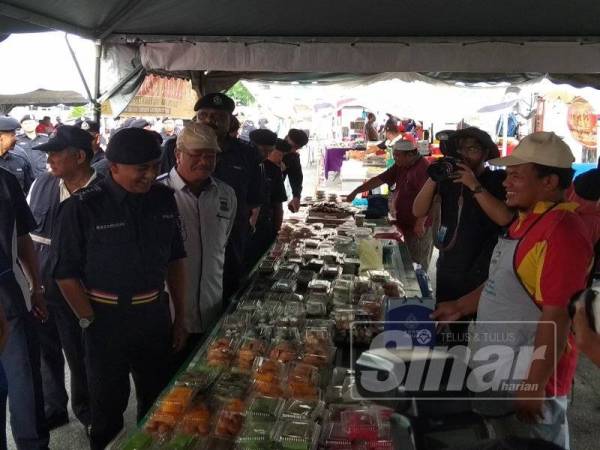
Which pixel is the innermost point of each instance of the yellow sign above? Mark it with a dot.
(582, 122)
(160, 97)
---
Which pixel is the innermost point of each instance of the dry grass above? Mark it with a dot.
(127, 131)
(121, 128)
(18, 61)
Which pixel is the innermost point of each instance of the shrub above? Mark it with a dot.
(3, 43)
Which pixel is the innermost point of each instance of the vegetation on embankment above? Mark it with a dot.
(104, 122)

* **TASK GOAL**
Collect every line of the records that contains the word "with", matching case exactly.

* **WRITTEN RESPONSE**
Which pixel is the innermost point of each instance of the yellow sign above? Mark it with a dot.
Which pixel is the innermost point of each instance of the dry grass above? Mark it with a dot.
Which pixel is the innermost point of each instance of the shrub above? Mark it with a dot.
Which pixel is the innermost point of each instance of the vegetation on embankment above? Mark it with a dot.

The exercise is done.